Poursuivez le texte ci-dessous consacré à Macron et au libéralisme à partir de l'endroit où il s'arrête.

TEXTE EXTRAIT:

----

Emmanuel Macron illibéral, vraiment ?

Ce texte est un droit de réponse à l’article Macron : la grande illusion libérale de Danton.

S’il est louable de vouloir rendre ses lettres de noblesses à la théorie libérale, le libéralisme ayant aujourd’hui pris un tout autre sens, cette tentative de réhabilitation souffre de nombreuses insuffisances. Cette réponse se veut une reprise succincte des principaux problèmes posés, en aucun cas une attaque personnelle à l’encontre du plus ou moins mystérieux Danton, ni une histoire et un état des lieux exhaustif du libéralisme. La plupart des sujets soulevés demanderaient de longs développements à eux seuls, mais encore une fois, cet article se veut simplement une réponse brève.

Les Français et le libéralisme

Il faut d’abord bien se rendre compte que dans le débat public, « libéralisme » est devenu synonyme de libéralisme économique. C’est d’ailleurs à cette aune qu’il faut interpréter les jugements de la presse et des « Français » sur le libéralisme : cela explique notamment pourquoi « les Français » le considèrent de droite. Ce n’est ni une erreur ni une idée reçue, puisque ce n’est pas le libéralisme en général qui est en vue. Cette confusion a d’autres conséquences, en particulier sur la prétendue méfiance des Français envers le libéralisme. Quel libéralisme ? Économique ? Politique ? Dans les deux cas, une partie de la population y adhère, une autre se sent moins libérale, ce qui ne l’empêche pas d’en partager certaines valeurs. La « méfiance naturelle des Français » envers le libéralisme est un mythe : si méfiance il y a, elle n’est pas absolue, pas dans toute la population, et surtout pas naturelle. Il faudrait au contraire réfléchir aux raisons de cette méfiance.

La presse française et le libéralisme

M. Macron serait honni par la presse française en raison de sa politique « ultralibérale » qui n’en serait finalement pas une. Pourtant, pendant la campagne présidentielle, Le Monde, L’Obs, ou bien par la suite Le Figaro (et la liste est longue), semblaient apprécier le candidat Macron [1]. À y regarder de plus près, les médias dominants ne remettent pas en cause les composantes libérales de la politique du président. Tout au plus lui demandent-ils d’apaiser « la grogne » des Français pour pouvoir continuer à « réformer », « moderniser », « transformer en profondeur » le pays. La critique désignant le président comme ultralibéral n’émane que très peu de la presse, mais plutôt des opposants. Le traitement médiatique de M. Macron mériterait de bien plus amples considérations, mais ce n’est pas le cœur du sujet.

----

[Relevés de coordonnées annotés]
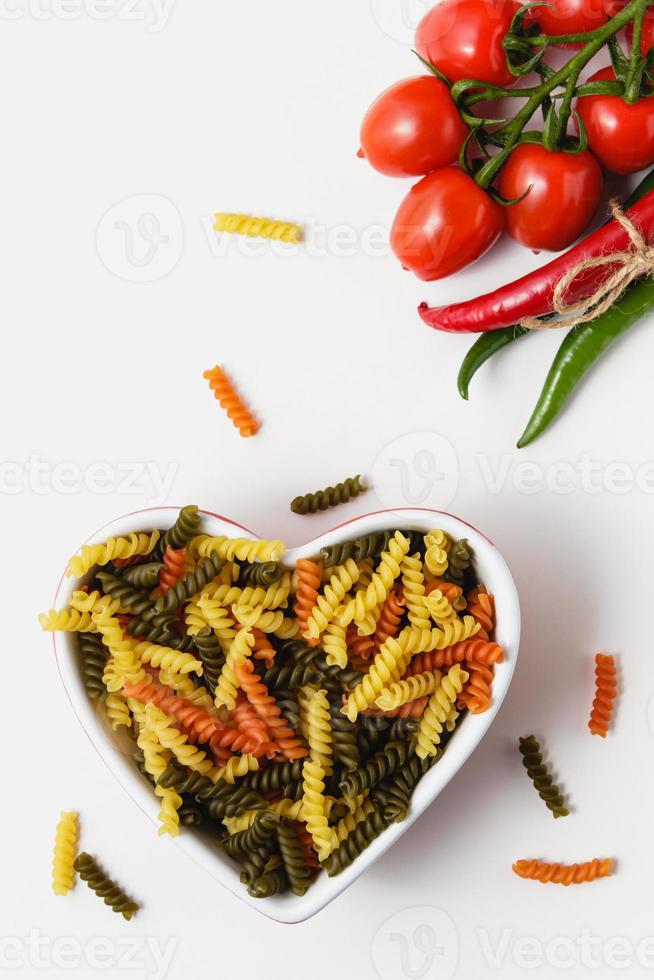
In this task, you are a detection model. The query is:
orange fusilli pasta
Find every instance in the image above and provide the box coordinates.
[203,365,259,438]
[588,653,618,738]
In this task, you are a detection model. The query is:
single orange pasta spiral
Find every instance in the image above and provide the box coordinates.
[203,365,259,439]
[375,587,404,649]
[295,558,322,646]
[468,586,495,640]
[588,653,618,738]
[513,858,613,886]
[236,660,308,762]
[406,636,504,677]
[154,545,186,596]
[458,659,494,715]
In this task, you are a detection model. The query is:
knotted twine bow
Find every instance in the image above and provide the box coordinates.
[520,198,654,330]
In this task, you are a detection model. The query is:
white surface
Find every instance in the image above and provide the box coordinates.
[54,507,520,924]
[5,0,654,980]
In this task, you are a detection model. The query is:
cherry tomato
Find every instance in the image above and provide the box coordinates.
[577,68,654,174]
[416,0,519,87]
[391,167,504,281]
[360,75,468,177]
[497,143,602,252]
[529,0,622,48]
[627,7,654,55]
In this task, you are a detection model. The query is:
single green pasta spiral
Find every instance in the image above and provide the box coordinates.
[155,553,223,612]
[78,633,107,701]
[119,561,163,589]
[341,742,410,796]
[126,613,177,649]
[193,626,225,693]
[237,561,284,589]
[291,474,368,514]
[97,572,155,622]
[241,759,302,796]
[519,735,570,819]
[152,504,200,561]
[277,820,311,895]
[248,858,288,898]
[223,810,277,857]
[320,810,391,878]
[75,851,139,920]
[445,538,472,585]
[329,701,361,769]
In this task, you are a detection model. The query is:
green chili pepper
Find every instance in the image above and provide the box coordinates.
[456,327,531,401]
[457,170,654,404]
[518,276,654,449]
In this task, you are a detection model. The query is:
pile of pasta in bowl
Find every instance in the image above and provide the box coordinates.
[40,506,503,898]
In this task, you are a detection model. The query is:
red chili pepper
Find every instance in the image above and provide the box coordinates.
[418,191,654,333]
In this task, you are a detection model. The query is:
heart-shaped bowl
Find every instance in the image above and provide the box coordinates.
[54,507,520,923]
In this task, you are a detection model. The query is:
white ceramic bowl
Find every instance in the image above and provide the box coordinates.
[54,507,520,923]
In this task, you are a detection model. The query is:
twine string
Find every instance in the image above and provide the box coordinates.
[520,198,654,330]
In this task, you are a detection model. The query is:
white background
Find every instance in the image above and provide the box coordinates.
[5,0,654,980]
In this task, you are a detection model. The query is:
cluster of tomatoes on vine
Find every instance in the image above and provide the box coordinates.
[360,0,654,280]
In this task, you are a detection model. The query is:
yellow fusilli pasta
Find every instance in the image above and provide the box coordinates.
[66,531,159,578]
[52,810,79,895]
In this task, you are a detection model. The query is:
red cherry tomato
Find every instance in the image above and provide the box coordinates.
[361,75,468,177]
[529,0,623,48]
[391,167,504,281]
[416,0,519,87]
[627,7,654,55]
[577,68,654,174]
[498,143,602,252]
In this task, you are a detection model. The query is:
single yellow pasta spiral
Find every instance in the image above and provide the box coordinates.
[400,554,431,630]
[271,616,300,640]
[52,810,79,895]
[232,606,284,633]
[104,692,132,731]
[189,534,286,562]
[135,698,183,837]
[133,640,202,677]
[92,598,145,692]
[302,757,334,861]
[424,528,452,576]
[425,589,456,623]
[306,689,334,776]
[375,670,442,711]
[354,531,409,623]
[212,755,259,786]
[304,558,360,640]
[214,211,302,245]
[215,627,254,711]
[341,627,421,722]
[39,609,98,633]
[322,606,347,670]
[145,704,215,775]
[415,664,469,759]
[66,531,159,578]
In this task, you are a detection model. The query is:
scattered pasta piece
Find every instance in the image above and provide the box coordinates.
[291,474,368,514]
[214,211,302,245]
[519,735,570,819]
[52,810,79,895]
[513,858,613,885]
[588,653,618,738]
[203,365,259,439]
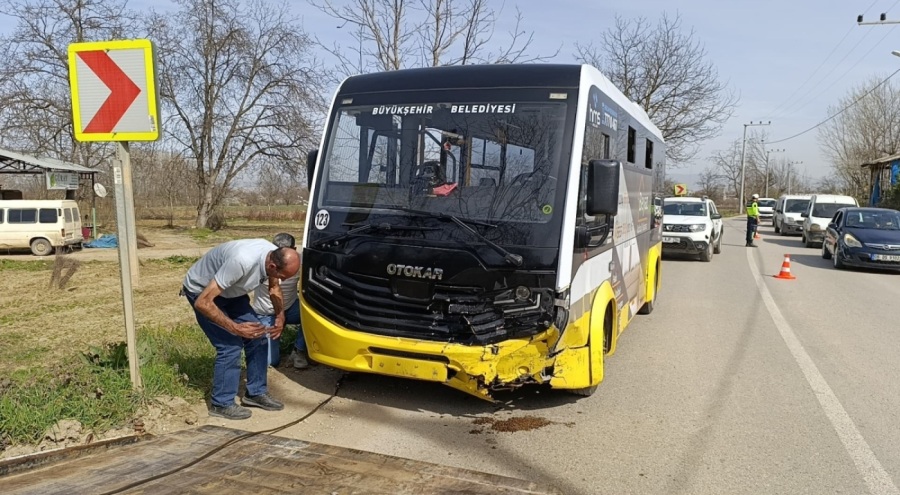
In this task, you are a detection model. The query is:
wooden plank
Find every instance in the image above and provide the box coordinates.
[0,426,561,495]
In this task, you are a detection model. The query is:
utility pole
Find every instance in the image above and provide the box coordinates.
[765,148,784,198]
[788,161,803,194]
[738,120,772,212]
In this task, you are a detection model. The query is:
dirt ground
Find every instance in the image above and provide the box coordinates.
[0,224,314,459]
[0,362,326,460]
[0,228,215,261]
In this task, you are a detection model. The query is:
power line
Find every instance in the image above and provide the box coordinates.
[772,0,890,116]
[773,26,872,118]
[766,69,900,144]
[776,26,897,119]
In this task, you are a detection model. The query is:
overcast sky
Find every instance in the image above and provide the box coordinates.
[0,0,900,187]
[294,0,900,186]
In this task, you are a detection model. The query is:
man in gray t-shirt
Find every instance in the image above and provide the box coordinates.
[182,239,300,419]
[250,232,309,369]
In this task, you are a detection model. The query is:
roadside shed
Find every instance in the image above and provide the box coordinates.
[862,154,900,206]
[0,148,100,237]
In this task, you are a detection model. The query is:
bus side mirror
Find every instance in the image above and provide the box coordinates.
[306,150,319,190]
[585,160,622,216]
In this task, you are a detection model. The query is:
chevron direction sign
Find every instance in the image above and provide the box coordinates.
[69,39,159,141]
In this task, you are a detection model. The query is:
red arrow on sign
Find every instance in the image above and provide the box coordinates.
[78,50,141,133]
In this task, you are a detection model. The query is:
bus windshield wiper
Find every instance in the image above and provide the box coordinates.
[392,207,523,266]
[317,222,440,247]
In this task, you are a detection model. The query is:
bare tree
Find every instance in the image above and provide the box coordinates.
[152,0,321,227]
[309,0,559,75]
[576,14,738,165]
[0,0,137,168]
[818,78,900,201]
[695,167,723,201]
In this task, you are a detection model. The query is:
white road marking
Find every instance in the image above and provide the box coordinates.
[747,249,900,495]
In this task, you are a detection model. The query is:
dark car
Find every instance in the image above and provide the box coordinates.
[822,208,900,270]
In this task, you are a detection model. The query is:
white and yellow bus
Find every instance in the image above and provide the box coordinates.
[301,65,665,399]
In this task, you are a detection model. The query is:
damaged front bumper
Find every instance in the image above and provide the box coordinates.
[301,296,581,401]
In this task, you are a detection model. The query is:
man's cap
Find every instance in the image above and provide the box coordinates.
[272,232,296,248]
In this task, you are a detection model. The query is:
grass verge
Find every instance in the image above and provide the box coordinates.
[0,325,297,450]
[0,326,215,444]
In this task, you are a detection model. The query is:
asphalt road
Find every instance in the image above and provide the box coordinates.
[239,220,900,495]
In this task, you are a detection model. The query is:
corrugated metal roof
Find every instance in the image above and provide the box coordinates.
[862,153,900,168]
[0,149,101,174]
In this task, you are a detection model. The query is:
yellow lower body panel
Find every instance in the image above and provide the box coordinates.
[300,296,576,400]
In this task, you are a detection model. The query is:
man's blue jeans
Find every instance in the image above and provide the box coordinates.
[184,289,268,407]
[256,299,306,366]
[747,217,759,246]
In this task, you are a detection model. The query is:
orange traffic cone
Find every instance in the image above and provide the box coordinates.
[775,254,797,280]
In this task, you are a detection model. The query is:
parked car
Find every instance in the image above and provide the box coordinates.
[756,198,777,225]
[773,194,812,235]
[662,197,725,261]
[800,194,859,247]
[822,208,900,270]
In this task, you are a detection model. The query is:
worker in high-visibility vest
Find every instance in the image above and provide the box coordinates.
[747,194,759,247]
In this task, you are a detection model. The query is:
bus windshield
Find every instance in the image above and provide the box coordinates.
[315,101,566,223]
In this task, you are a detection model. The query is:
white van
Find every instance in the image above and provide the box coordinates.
[0,199,84,256]
[773,194,812,235]
[800,194,859,247]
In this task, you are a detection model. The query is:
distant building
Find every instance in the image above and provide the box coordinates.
[862,154,900,206]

----

RÉSULTAT DE L'EXERCICE:
La France et le libéralisme

De même, dire que le libéralisme est français est excessif. Il est assez illusoire d’essayer de cerner l’origine du libéralisme car ses conditions de possibilité et les idées sur lesquelles il s’appuie ne sont pas apparues soudainement. Avant les Lumières, John Locke posait déjà les bases d’une théorie libérale. Malgré cela, la tradition libérale française n’est pas morte. Les économistes libéraux courent les rues et squattent les plateaux télévisés tandis que les think thank fleurissent (Fondation Saint-Simon, Institut Montaigne, Génération Libre…). Les vagues successives de privatisations, la déréglementation des marchés financiers, l’adhésion à l’Union européenne, les « réformes » du droit du travail ne sont que les éléments les plus saillants du libéralisme économique en œuvre depuis des décennies. Sur le plan social, la peine de mort a été abolie, l’homosexualité progressivement acceptée, l’avortement autorisé etc. Cela ne signifie pas que la France est un idéal libéral, mais qu’affirmer le contraire est faux.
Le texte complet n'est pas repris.